Work order:
All that is wanted is an exact copy of the lines below, starting at the one that contains "Query: green leaf" and running to the end.

(Saved entries)
######

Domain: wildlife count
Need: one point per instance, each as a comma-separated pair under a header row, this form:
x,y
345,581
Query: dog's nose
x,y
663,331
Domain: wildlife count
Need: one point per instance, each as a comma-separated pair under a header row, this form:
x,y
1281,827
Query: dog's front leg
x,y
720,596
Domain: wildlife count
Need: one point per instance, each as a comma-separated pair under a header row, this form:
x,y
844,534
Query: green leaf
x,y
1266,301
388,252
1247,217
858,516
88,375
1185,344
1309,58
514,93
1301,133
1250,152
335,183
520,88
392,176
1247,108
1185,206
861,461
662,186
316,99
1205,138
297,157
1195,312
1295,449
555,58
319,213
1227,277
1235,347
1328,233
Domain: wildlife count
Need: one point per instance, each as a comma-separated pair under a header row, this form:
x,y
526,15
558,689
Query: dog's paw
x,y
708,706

######

Solution to this task:
Query: green leaf
x,y
1266,301
388,252
1247,217
858,516
88,375
1185,344
1309,58
514,93
1301,133
1250,152
335,183
520,88
392,176
1247,108
1185,206
861,461
662,186
316,99
1205,138
297,157
1195,312
1295,449
555,58
319,213
1227,277
1235,347
1328,233
Domain: wildlife count
Need: one point per instance, each as a comma-separated pair under a header row, this form:
x,y
526,15
558,689
Query: dog's paw
x,y
708,706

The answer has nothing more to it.